-- Opening Marker --

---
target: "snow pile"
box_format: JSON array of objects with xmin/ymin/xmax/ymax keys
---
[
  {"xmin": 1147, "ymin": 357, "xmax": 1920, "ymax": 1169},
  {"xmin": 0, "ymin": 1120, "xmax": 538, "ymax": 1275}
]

-- Closing Marker --

About this task: Output the listing in full. Leave every line unchanged.

Solution for this problem:
---
target: "snow pile"
box_format: JSON array of objects with xmin/ymin/xmax/ymax keys
---
[
  {"xmin": 1147, "ymin": 357, "xmax": 1920, "ymax": 1169},
  {"xmin": 0, "ymin": 1120, "xmax": 538, "ymax": 1275}
]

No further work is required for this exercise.